◆ LISTING
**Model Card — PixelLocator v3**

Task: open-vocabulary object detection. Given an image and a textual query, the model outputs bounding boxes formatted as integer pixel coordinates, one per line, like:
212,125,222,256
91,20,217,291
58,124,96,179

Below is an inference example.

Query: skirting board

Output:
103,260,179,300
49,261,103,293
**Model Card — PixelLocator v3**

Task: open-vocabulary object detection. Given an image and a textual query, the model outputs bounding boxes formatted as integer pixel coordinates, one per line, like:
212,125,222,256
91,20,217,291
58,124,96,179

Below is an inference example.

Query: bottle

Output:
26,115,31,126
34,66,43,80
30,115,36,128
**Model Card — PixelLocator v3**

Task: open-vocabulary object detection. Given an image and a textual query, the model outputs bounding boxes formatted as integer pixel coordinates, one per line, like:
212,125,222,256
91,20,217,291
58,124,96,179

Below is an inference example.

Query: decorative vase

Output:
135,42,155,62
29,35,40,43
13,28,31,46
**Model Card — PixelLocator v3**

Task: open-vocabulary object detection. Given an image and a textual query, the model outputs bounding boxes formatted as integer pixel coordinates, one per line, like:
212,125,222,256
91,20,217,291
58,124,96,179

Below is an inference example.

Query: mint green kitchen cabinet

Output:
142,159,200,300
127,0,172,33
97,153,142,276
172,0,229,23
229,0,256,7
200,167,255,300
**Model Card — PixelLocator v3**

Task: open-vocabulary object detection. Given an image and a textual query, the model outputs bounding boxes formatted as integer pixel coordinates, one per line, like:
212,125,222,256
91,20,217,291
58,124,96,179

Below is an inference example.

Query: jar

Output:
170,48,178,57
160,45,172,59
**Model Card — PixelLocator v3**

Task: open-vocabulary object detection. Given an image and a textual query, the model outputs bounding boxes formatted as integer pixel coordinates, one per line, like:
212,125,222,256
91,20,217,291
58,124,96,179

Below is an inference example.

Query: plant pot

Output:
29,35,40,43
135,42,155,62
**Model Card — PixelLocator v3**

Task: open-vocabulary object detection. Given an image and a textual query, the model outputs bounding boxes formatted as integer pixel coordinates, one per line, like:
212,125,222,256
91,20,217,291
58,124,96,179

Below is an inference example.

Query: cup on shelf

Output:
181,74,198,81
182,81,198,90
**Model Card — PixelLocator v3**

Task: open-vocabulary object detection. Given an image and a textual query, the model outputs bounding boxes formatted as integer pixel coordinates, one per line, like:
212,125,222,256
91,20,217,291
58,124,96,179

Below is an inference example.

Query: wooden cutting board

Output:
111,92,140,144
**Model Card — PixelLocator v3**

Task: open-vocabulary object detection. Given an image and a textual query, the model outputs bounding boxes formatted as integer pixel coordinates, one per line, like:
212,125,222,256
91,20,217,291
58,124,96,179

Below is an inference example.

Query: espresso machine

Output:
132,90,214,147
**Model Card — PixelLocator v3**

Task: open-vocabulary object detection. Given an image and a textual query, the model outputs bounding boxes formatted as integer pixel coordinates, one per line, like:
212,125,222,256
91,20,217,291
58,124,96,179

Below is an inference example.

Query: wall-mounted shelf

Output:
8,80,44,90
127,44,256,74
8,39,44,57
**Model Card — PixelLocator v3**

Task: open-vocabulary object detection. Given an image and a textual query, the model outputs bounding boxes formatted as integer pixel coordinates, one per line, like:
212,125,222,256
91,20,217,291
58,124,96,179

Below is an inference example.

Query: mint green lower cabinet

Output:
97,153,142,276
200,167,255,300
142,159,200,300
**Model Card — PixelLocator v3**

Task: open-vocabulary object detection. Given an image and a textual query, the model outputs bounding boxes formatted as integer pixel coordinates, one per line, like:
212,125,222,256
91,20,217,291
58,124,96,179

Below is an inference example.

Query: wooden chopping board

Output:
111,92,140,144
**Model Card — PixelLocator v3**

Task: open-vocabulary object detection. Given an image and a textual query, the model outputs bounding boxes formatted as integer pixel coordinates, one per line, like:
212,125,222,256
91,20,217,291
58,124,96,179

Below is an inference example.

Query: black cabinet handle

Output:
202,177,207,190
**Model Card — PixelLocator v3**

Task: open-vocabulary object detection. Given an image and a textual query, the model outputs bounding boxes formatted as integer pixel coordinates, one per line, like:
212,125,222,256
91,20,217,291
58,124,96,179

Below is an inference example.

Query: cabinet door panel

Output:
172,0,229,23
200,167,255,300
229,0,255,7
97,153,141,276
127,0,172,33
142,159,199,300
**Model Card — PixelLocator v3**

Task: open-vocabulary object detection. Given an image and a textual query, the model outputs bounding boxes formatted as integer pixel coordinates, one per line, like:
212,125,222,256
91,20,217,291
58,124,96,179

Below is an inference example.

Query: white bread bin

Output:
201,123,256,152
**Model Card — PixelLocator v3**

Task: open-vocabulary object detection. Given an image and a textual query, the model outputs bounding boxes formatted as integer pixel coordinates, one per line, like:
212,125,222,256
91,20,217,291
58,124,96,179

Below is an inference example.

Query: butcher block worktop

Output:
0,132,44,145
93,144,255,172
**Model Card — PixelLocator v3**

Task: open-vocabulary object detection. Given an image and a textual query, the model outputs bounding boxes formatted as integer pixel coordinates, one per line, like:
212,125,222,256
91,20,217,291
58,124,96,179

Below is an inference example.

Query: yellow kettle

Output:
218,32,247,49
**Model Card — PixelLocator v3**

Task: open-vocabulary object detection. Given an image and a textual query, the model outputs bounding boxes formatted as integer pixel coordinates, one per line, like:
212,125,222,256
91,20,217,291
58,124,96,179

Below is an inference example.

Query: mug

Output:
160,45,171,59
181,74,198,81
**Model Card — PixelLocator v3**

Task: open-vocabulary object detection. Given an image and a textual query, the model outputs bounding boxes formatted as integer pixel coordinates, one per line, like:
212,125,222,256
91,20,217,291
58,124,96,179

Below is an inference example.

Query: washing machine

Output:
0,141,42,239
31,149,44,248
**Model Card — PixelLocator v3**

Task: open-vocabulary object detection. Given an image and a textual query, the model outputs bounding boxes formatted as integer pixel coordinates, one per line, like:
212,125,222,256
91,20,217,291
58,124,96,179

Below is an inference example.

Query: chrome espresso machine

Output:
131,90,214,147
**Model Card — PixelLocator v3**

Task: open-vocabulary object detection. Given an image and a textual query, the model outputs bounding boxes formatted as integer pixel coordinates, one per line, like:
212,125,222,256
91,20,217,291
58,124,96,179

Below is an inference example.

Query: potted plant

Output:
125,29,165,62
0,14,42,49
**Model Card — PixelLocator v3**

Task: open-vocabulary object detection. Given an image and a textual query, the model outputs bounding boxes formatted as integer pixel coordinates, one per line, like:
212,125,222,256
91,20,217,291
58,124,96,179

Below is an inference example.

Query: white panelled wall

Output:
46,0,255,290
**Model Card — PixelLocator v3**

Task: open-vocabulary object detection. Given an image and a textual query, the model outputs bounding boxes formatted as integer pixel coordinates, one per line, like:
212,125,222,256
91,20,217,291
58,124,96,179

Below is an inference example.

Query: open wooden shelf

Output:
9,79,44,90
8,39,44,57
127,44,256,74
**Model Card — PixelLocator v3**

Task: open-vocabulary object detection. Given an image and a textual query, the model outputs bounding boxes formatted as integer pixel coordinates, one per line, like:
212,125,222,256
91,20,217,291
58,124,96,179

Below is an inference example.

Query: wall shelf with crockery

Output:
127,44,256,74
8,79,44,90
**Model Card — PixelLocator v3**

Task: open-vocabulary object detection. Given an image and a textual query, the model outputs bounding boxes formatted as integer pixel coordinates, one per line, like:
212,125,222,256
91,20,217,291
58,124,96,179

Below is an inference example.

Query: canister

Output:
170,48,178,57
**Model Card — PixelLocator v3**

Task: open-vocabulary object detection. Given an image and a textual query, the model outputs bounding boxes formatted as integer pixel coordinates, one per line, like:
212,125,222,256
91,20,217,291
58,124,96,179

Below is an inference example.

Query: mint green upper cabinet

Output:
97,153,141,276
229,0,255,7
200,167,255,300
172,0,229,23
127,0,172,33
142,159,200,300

◆ WRITTEN REQUEST
Please format the records as a JSON list of strings, one string per line, from the start of the records through the line with "49,261,103,293", leaving out blank lines.

◆ SOLUTION TO THIS TASK
[
  "**Model Card — PixelLocator v3**",
  "Task: open-vocabulary object detection. Given an image and a textual query, the model outputs bounding boxes formatted as integer pixel coordinates, one per line, like:",
  "212,125,222,256",
  "91,20,217,291",
  "58,124,96,179",
  "Below is an inference example.",
  "Query: skirting board",
  "Output:",
  "103,260,179,300",
  "49,261,103,293"
]